— Exercise goal —
Go through the data and copy every line in which "below" appears.

(Collected data)
►

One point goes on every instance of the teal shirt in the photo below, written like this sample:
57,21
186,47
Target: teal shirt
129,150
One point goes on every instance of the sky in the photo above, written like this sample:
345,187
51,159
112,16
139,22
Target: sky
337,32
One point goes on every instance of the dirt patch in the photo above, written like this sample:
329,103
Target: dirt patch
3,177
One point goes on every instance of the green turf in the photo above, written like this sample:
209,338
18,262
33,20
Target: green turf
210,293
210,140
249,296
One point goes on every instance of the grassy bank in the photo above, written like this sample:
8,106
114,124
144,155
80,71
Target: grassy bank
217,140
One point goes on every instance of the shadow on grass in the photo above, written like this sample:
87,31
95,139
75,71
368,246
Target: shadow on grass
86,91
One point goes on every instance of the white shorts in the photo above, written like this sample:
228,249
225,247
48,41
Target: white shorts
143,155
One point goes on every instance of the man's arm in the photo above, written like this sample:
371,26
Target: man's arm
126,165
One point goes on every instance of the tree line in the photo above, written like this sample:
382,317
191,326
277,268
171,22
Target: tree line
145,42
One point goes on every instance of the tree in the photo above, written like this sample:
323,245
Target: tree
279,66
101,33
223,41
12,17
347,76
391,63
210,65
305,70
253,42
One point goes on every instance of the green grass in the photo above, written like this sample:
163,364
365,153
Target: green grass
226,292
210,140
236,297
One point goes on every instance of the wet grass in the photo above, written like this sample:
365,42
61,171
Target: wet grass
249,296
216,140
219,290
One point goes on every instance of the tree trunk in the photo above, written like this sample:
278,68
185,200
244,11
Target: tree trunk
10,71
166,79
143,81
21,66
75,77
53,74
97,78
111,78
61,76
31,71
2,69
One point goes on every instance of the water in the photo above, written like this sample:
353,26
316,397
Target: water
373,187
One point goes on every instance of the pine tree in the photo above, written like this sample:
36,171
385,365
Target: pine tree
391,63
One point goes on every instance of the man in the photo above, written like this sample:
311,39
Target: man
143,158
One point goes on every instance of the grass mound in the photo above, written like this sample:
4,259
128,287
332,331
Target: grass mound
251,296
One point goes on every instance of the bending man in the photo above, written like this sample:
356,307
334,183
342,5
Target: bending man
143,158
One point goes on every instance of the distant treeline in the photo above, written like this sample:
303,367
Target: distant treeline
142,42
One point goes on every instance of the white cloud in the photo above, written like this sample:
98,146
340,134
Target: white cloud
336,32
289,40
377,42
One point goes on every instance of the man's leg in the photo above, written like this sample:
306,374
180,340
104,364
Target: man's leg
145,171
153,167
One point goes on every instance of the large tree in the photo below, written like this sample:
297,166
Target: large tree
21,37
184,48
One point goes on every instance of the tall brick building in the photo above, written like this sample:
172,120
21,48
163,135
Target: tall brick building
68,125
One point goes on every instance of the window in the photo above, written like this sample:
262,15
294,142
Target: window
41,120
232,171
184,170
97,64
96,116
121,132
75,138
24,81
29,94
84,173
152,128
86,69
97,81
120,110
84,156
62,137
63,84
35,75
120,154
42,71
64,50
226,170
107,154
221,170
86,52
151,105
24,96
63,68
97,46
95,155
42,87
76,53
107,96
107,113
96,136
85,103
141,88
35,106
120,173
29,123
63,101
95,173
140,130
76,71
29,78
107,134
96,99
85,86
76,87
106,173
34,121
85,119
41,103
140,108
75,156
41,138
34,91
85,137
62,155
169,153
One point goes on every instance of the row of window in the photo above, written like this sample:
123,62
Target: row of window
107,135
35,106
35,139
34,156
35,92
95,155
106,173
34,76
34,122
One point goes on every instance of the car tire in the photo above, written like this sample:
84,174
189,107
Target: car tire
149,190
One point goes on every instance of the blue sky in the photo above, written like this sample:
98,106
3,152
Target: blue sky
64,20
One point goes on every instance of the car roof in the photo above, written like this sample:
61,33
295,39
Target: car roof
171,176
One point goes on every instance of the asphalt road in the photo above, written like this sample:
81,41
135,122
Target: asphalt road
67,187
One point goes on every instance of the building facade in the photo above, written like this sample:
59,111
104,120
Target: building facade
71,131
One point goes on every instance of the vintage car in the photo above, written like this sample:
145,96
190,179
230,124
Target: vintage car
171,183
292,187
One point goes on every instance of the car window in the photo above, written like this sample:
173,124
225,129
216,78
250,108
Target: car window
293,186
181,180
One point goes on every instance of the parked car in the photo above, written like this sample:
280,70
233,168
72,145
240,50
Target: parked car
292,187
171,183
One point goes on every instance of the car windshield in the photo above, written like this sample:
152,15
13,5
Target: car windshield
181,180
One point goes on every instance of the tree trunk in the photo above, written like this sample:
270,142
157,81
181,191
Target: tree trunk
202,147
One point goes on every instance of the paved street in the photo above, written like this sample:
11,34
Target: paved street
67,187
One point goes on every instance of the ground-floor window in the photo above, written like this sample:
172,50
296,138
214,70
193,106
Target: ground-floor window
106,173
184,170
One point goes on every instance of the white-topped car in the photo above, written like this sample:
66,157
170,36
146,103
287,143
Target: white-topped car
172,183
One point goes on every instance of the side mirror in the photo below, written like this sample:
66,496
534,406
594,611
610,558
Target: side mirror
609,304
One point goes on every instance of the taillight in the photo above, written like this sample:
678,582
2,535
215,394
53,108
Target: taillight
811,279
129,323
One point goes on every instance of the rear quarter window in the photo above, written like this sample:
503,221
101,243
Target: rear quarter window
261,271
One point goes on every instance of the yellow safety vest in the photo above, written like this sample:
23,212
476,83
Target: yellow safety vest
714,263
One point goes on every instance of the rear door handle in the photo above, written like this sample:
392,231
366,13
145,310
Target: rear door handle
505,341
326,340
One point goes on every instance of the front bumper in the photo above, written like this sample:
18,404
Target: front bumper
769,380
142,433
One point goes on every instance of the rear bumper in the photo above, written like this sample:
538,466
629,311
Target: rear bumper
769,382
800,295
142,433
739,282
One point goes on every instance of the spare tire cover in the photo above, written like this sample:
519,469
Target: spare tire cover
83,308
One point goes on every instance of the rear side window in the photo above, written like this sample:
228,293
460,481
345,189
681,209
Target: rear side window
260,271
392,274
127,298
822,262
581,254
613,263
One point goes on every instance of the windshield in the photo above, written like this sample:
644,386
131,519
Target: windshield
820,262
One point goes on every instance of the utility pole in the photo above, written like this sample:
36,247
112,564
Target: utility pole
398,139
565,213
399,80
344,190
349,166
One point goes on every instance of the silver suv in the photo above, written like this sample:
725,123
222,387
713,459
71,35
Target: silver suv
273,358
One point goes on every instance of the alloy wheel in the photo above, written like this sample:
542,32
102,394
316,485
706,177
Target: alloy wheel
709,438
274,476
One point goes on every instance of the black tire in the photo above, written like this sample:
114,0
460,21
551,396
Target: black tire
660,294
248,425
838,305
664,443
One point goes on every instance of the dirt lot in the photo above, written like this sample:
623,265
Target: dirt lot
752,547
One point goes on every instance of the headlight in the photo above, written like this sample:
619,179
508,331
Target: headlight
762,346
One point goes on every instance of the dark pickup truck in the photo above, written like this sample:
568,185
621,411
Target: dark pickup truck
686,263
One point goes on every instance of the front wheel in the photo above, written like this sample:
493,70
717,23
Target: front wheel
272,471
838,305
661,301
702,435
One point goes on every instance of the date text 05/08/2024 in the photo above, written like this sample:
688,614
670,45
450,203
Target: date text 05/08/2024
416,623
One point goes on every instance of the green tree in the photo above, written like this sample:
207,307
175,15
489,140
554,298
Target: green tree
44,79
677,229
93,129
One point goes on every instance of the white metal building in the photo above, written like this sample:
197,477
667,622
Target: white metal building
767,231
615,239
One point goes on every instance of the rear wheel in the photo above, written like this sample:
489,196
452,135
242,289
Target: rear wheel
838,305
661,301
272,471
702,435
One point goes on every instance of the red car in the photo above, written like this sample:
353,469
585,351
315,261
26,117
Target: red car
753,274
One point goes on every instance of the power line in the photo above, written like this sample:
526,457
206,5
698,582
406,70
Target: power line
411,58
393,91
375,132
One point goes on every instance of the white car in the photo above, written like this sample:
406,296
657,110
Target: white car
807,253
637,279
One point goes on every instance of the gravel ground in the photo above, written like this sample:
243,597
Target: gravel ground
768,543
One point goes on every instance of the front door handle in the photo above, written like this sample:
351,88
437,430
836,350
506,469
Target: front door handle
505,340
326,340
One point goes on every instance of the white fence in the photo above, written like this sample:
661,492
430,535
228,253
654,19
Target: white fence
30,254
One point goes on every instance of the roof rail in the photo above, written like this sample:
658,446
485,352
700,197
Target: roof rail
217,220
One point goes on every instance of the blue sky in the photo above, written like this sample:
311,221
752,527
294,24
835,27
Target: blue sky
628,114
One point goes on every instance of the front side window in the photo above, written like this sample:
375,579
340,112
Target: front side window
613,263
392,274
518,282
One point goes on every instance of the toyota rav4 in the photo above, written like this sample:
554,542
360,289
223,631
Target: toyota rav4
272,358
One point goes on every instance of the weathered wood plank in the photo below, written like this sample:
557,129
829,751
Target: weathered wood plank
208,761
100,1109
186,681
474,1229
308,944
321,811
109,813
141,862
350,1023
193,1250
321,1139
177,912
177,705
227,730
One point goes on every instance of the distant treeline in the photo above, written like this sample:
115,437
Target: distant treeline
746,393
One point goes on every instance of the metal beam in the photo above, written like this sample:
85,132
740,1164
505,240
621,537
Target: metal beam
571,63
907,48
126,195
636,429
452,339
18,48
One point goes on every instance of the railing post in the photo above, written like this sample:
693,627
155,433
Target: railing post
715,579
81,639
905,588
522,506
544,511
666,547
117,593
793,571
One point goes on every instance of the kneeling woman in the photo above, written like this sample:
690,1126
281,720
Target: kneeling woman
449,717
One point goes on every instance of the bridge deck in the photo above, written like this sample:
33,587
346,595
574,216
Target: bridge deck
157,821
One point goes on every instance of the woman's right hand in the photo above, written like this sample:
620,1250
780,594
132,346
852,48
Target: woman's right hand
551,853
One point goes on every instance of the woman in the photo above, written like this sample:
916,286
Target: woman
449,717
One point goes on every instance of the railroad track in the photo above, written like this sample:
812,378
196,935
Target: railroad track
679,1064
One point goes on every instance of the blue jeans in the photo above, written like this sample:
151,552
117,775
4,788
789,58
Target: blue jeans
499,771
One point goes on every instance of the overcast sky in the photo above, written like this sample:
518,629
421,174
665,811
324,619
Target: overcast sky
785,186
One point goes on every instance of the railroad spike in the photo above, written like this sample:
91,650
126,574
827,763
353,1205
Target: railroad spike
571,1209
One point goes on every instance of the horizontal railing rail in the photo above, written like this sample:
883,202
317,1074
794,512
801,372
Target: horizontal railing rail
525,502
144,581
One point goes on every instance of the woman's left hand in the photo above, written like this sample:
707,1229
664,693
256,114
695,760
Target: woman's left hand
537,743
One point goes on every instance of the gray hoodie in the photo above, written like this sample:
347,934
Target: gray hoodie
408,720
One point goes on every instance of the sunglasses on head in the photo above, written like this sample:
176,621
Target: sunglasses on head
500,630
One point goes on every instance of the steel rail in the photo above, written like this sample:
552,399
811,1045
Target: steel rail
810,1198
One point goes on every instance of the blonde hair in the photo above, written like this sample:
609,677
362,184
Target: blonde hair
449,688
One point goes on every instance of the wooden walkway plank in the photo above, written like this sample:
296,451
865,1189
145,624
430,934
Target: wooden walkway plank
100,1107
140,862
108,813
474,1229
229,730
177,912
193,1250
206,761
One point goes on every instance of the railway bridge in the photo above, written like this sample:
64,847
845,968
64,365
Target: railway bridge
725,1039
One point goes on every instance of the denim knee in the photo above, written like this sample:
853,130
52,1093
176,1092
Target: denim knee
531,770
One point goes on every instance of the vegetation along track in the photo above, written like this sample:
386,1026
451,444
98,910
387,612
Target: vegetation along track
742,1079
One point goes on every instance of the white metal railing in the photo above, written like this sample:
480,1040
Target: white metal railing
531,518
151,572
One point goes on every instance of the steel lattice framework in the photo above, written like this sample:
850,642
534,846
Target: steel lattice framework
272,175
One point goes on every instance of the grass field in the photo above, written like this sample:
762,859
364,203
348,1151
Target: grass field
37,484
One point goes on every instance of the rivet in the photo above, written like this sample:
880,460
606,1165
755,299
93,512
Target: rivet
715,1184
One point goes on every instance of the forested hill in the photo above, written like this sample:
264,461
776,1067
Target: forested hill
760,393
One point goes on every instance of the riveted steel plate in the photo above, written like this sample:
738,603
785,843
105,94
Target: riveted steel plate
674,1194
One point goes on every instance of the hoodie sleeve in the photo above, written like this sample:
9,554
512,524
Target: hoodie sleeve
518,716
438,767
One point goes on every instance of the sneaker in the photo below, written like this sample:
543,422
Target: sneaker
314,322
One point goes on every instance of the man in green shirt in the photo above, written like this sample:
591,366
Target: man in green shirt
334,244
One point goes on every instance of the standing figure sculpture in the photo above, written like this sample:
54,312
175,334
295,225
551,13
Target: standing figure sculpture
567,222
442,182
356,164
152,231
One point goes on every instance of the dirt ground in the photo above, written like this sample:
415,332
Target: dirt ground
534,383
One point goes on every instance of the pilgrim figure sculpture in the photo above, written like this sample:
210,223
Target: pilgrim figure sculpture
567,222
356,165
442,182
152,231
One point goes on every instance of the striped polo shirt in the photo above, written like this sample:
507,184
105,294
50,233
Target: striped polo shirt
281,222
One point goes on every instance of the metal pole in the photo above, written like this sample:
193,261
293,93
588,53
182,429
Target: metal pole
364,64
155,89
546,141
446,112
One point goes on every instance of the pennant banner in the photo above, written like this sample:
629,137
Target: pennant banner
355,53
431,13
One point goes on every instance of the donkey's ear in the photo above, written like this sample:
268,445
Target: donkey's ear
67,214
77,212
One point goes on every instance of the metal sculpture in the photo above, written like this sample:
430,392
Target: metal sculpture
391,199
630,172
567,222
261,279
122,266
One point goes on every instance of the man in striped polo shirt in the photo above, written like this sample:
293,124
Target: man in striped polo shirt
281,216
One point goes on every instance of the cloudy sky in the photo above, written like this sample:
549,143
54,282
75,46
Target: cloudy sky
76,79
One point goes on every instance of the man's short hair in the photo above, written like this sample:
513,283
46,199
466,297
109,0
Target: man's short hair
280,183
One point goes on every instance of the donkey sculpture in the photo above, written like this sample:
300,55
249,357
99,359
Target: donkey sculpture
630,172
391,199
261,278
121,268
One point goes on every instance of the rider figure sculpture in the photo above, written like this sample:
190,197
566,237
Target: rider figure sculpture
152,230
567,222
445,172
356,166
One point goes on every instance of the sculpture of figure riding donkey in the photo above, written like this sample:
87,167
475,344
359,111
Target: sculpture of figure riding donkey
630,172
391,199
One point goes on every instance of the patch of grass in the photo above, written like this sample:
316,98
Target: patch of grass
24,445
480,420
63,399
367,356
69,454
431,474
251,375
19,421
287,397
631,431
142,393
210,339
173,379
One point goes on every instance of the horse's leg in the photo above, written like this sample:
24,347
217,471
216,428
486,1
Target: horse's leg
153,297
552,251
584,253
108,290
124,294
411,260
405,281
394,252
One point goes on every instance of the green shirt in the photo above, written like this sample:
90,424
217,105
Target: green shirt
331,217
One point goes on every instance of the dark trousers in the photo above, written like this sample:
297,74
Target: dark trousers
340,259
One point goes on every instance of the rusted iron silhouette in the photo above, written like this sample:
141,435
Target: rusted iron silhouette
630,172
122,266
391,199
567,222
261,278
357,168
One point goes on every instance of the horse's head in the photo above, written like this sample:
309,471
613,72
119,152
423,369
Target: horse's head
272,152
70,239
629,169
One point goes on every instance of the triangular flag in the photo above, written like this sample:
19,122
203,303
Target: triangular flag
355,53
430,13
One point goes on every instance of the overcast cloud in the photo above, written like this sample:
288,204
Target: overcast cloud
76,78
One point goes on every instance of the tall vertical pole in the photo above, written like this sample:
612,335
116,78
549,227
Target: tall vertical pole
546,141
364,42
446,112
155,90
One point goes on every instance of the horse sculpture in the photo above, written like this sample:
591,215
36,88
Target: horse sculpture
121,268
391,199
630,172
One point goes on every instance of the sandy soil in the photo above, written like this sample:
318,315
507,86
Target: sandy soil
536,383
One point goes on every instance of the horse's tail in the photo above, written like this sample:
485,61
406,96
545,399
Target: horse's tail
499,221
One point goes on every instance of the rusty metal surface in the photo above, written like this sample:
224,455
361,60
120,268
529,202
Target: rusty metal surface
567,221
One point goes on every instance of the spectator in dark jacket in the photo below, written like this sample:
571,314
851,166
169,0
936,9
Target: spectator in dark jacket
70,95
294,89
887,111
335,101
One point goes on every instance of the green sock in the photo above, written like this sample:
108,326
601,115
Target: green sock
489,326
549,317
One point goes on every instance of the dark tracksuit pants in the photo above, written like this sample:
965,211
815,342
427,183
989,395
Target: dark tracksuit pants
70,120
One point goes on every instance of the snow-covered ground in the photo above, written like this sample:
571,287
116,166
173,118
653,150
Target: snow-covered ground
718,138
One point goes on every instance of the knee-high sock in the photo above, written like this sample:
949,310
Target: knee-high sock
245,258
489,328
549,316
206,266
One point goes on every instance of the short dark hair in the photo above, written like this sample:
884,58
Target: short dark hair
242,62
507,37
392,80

◄

— Task output —
One point goes on every instance of the teal shirt in the photo below, written like this sample:
One point goes on every instance of the large tree in the photo below, written like this sample:
One point goes on every instance of the side mirror in the photo below, written like this sample:
One point goes on every instance of the weathered wood plank in the photo below, written like this sample:
One point goes on every instance of the sneaker in the photo below, written like this sample:
One point goes on every instance of the spectator in dark jacket in the photo below, written like this sample:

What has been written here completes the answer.